Prompt => Copy out each line exactly as it appears.

[Data entries]

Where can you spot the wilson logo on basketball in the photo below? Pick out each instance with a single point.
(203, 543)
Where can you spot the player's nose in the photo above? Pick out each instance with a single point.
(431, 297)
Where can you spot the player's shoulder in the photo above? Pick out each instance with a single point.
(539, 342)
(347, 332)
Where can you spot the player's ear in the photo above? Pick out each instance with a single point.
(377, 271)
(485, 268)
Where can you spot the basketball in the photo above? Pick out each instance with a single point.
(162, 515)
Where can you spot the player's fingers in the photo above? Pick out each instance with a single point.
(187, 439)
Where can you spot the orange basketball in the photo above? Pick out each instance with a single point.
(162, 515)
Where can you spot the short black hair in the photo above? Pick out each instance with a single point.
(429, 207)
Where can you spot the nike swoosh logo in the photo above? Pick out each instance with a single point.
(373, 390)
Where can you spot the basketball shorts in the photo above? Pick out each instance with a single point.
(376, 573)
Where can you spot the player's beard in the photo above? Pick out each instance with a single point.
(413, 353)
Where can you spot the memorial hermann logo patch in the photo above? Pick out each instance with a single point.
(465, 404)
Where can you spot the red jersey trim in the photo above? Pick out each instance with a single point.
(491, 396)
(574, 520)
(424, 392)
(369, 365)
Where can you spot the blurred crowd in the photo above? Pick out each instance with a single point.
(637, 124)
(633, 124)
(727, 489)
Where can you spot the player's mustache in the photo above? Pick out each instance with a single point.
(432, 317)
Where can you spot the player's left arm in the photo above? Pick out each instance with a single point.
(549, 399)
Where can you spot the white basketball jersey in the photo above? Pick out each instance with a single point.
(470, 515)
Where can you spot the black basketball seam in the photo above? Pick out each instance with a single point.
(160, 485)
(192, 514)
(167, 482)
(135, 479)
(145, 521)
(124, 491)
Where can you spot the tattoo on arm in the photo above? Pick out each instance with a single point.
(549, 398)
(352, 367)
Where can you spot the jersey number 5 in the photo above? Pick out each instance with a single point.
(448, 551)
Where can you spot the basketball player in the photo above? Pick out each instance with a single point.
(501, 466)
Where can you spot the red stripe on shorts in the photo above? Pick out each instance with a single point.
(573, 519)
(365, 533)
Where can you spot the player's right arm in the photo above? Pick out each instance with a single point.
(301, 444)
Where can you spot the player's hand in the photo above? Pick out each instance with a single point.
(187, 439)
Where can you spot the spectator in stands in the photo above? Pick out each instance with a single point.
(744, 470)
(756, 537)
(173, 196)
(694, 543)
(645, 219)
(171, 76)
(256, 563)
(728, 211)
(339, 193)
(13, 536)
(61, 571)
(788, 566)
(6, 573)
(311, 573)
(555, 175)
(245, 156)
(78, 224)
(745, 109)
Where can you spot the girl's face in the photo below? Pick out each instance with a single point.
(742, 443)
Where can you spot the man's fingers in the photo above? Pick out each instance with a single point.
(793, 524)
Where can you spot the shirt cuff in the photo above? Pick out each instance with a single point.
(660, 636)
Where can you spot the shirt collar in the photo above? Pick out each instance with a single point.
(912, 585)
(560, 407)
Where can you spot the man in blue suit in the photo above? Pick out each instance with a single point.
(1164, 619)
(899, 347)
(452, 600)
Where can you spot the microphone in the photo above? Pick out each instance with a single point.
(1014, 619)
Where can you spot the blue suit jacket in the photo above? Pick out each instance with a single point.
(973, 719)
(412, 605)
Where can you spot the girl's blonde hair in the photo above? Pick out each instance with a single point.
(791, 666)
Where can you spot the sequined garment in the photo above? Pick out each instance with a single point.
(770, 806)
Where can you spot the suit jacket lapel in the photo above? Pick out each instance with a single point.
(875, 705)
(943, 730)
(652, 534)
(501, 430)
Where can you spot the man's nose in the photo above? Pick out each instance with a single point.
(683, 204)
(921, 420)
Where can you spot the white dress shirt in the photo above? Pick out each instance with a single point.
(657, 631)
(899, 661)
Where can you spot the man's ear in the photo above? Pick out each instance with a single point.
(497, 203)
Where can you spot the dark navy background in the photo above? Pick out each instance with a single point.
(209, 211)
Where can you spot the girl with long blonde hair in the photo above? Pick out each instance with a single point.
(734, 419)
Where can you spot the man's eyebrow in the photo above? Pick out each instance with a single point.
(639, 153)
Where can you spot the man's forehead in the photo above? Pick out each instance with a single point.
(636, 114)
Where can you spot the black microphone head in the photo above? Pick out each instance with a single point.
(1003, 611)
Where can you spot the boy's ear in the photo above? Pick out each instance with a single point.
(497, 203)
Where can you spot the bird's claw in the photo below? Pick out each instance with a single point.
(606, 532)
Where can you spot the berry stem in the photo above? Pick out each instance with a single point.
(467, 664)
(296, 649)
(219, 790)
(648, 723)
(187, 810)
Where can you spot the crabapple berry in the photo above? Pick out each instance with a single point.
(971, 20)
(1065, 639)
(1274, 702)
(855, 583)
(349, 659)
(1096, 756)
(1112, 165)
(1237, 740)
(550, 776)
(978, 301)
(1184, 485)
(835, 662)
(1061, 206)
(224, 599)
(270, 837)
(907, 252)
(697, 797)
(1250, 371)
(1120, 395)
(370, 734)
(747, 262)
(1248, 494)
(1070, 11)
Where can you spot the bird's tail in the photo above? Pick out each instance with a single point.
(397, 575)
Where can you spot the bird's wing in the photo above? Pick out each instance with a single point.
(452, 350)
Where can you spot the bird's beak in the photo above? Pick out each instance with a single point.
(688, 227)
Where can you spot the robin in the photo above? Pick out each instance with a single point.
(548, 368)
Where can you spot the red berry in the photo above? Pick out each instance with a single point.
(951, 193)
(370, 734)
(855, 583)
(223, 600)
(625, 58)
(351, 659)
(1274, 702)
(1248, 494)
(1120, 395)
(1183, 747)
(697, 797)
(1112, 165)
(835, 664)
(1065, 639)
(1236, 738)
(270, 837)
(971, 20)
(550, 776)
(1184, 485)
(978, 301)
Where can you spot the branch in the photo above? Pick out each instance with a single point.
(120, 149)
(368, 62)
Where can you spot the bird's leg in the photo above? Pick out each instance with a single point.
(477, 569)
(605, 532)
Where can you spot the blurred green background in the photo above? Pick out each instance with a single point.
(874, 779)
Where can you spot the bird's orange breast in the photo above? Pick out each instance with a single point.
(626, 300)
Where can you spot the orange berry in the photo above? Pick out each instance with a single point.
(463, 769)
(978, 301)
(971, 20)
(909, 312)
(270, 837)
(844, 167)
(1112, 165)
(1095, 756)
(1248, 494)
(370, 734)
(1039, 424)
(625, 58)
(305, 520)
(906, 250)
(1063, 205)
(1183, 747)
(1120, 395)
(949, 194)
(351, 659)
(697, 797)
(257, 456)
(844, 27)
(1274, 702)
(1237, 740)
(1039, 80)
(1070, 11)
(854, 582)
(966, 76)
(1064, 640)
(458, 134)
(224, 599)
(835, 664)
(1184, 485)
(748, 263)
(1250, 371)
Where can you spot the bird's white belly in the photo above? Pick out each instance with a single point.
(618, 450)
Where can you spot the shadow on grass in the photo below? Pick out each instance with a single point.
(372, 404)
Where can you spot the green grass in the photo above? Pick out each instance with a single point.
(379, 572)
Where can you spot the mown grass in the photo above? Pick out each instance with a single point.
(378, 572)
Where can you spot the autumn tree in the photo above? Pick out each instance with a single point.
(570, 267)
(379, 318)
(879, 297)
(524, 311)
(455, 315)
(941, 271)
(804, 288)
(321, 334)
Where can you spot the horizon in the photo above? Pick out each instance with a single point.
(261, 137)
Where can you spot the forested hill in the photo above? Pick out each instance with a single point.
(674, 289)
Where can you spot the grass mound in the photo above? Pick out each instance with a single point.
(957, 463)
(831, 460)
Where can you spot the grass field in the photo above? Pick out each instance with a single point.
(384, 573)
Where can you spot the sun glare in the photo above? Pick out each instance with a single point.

Task solution =>
Where can you spot the wilson logo on basketball in the photo below? Pick out each instance with a single point.
(203, 543)
Where can you spot the player's nose in the photo above? Pick out each instance with a single point.
(431, 297)
Where can you spot the player's shoulder in the photo above? Pick out each instance with a single point.
(539, 342)
(347, 332)
Where can you spot the player's ear in the photo above? Pick out each instance with a single point.
(377, 271)
(485, 268)
Where can you spot the basketball in the photo above? Pick out each instance with a single point.
(162, 515)
Where can you spot the player's fingers in the photo above? Pick out each instance with a single point.
(187, 439)
Where can you spot the orange basketball in the photo above? Pick out each instance with a single point.
(162, 515)
Where can you spot the short black hair in the photo above? Pick out each instance with a single point.
(429, 207)
Where can you spot the nike swoosh logo in the photo above? Pick out each instance with a single point.
(373, 390)
Where can you spot the basketball shorts in the photo above? Pick out each instance with a single point.
(376, 573)
Where can you spot the player's beard in the photo above? Pick out each instance with a single point.
(413, 353)
Where can you spot the memorial hermann logo patch in the photo above? Pick out each instance with a single point.
(465, 404)
Where can you spot the red jersey trim in the photo above? Pick out each instance with a single point.
(491, 396)
(574, 520)
(424, 392)
(369, 365)
Where can you spot the blurred crowd in the photo above? Pick out each instance with a single point.
(637, 124)
(633, 124)
(727, 489)
Where can you spot the player's mustache in the photo above? Pick out each instance with a single point.
(432, 317)
Where can you spot the player's left arm in the photo above? Pick out each instance with a single point.
(549, 399)
Where can you spot the white basketball jersey in the photo above? Pick out each instance with a single point.
(470, 515)
Where can you spot the black basketball seam in the photo above? Pick out each instance with a single point.
(160, 485)
(192, 514)
(167, 482)
(135, 479)
(145, 521)
(124, 491)
Where can you spot the tattoo on arm in the photo above? Pick out each instance with a single point.
(549, 398)
(352, 367)
Where can you spot the jersey number 5 in the photo above? Pick out each instance with a single point.
(448, 551)
Where can you spot the basketball player in the photo above? Pick out each instance with a single point.
(501, 466)
Where can you spot the red stripe on shorts in the photo above? Pick out each instance with a single point.
(573, 519)
(365, 533)
Where can you spot the player's right arm in the photo above? Pick out each instance with a single point.
(301, 444)
Where can you spot the player's hand in the photo above? Pick out each instance with a single point.
(187, 439)
Where can you spot the spectator in stands in the photo above? Pick out each instance with a single point.
(744, 470)
(756, 537)
(173, 196)
(694, 543)
(645, 219)
(171, 76)
(256, 563)
(728, 211)
(339, 193)
(13, 536)
(61, 571)
(788, 566)
(6, 573)
(311, 573)
(555, 175)
(245, 156)
(78, 224)
(745, 109)
Where can you spot the girl's face in the photo below? Pick out each instance with a single point.
(742, 443)
Where can you spot the man's fingers in the photo above? Pick out each instance with a single point.
(793, 524)
Where can you spot the shirt cuff in the photo above? Pick out each instance with a single point.
(660, 636)
Where can you spot the shirt collar in the photo above? Pick out each instance with a single point.
(912, 585)
(560, 407)
Where can you spot the man in blue suit in the photo above? Pick out each instance with a single point.
(1164, 619)
(899, 347)
(452, 600)
Where can you spot the microphone in the photo above? Pick out each instance with a single point.
(1014, 619)
Where can you spot the blue suit jacket in the photo above? Pick out each instance with a single point.
(973, 719)
(412, 605)
Where can you spot the girl's blonde hair in the photo above? Pick out each instance with a single point.
(791, 666)
Where can you spot the sequined garment in the photo above? Pick out each instance with a single point.
(770, 806)
Where can you spot the suit jacket lapel in the photo above? Pick out each instance with a single point.
(875, 705)
(943, 730)
(652, 534)
(501, 430)
Where can you spot the man's nose in the photo above? Pick out each instance with a single point.
(683, 204)
(921, 420)
Where can you spot the white dress shirt in the photo above? Pick out each instance with a single point.
(657, 631)
(899, 661)
Where can you spot the man's ear in the photo above? Pick out each instance with a single point.
(497, 203)
Where can you spot the dark navy background in the photo above? Pick out each instance with a single point.
(209, 211)
Where can you spot the girl with long blonde hair in the photo above? Pick out each instance with a single point.
(734, 419)
Where can you spot the man's eyebrow in the photo above? Pick out each instance with a single point.
(639, 153)
Where can you spot the man's forehead in the photo above? Pick out each instance with a single point.
(636, 114)
Where can you spot the black microphone head in the photo above? Pick out each instance with a single point.
(1003, 611)
Where can you spot the boy's ear in the photo above? Pick out each instance with a single point.
(497, 203)
Where can you spot the bird's claw in the photo below? Pick out each instance with a single point.
(606, 532)
Where can you spot the berry stem in the photo above? Pick out each instance with a single point.
(467, 664)
(296, 649)
(219, 790)
(648, 723)
(187, 810)
Where can you spot the crabapple berry in the photo above? Pick out each instance with a single point.
(971, 20)
(1065, 639)
(1274, 702)
(855, 583)
(349, 659)
(1096, 756)
(1112, 165)
(1237, 740)
(550, 776)
(978, 301)
(1184, 485)
(835, 662)
(1061, 206)
(224, 599)
(270, 837)
(907, 252)
(697, 797)
(1250, 371)
(1120, 395)
(370, 734)
(747, 262)
(1248, 494)
(1070, 11)
Where can you spot the bird's tail in the photo above? Pick out each instance with a single point.
(397, 575)
Where can you spot the bird's wing in the photo above? Pick out each instance with a single point.
(452, 350)
Where can you spot the bird's beak in the photo above? Pick out each instance with a single point.
(688, 227)
Where can you spot the robin in the photo above? Pick out each instance with a single point.
(548, 368)
Where can you spot the red berry in the photo above? Pick out each instance with a single point.
(951, 193)
(370, 734)
(855, 583)
(223, 600)
(625, 58)
(351, 659)
(1274, 702)
(1248, 494)
(1120, 395)
(1183, 747)
(697, 797)
(1112, 165)
(835, 664)
(1065, 639)
(1236, 738)
(270, 837)
(971, 20)
(550, 776)
(1184, 485)
(978, 301)
Where can you spot the branch in the photo above? Pick out each instance with a single point.
(120, 149)
(368, 62)
Where can you spot the bird's leg in the photo above? Pick out each instance with a single point.
(477, 569)
(605, 532)
Where can you spot the blurred green background in the photo above? Pick out each instance with a single point.
(874, 779)
Where can you spot the bird's orange breast in the photo above? Pick out each instance with a single point.
(626, 300)
Where can you spot the orange berry in the photo above? Pick out each instance with a single point.
(463, 769)
(978, 301)
(971, 20)
(909, 312)
(270, 837)
(844, 167)
(1112, 165)
(1095, 756)
(1248, 494)
(370, 734)
(1039, 424)
(625, 58)
(305, 520)
(906, 250)
(1063, 205)
(1183, 747)
(1120, 395)
(949, 194)
(351, 659)
(697, 797)
(257, 456)
(844, 27)
(1274, 702)
(1237, 740)
(1039, 80)
(1070, 11)
(854, 582)
(966, 76)
(1064, 640)
(458, 134)
(224, 599)
(835, 664)
(1184, 485)
(748, 263)
(1250, 371)
Where can you spot the bird's white belly in the photo above? Pick out each instance with a single point.
(618, 450)
Where can you spot the shadow on grass in the photo below? Pick out each instance with a single point.
(372, 404)
Where can you spot the green grass in the photo above? Pick out each instance with a single point.
(379, 572)
Where can you spot the mown grass in the photo above? Pick out each instance with a single point.
(378, 572)
Where can you spot the autumn tree in the photo above? Pick out each instance with a single point.
(570, 267)
(379, 318)
(879, 297)
(524, 311)
(455, 315)
(941, 271)
(804, 288)
(321, 334)
Where can you spot the horizon in the photo above? Pick out each instance with a single point.
(261, 137)
Where can you spot the forested hill in the photo above? Pick out each instance with a single point.
(674, 289)
Where can you spot the grass mound in the photo above? Pick out each instance with a single point.
(957, 463)
(831, 460)
Where can you spot the grass field in the photo above? Pick out each instance with a single point.
(384, 573)
Where can you spot the sun glare in the photo above? Pick out each instance with a single point.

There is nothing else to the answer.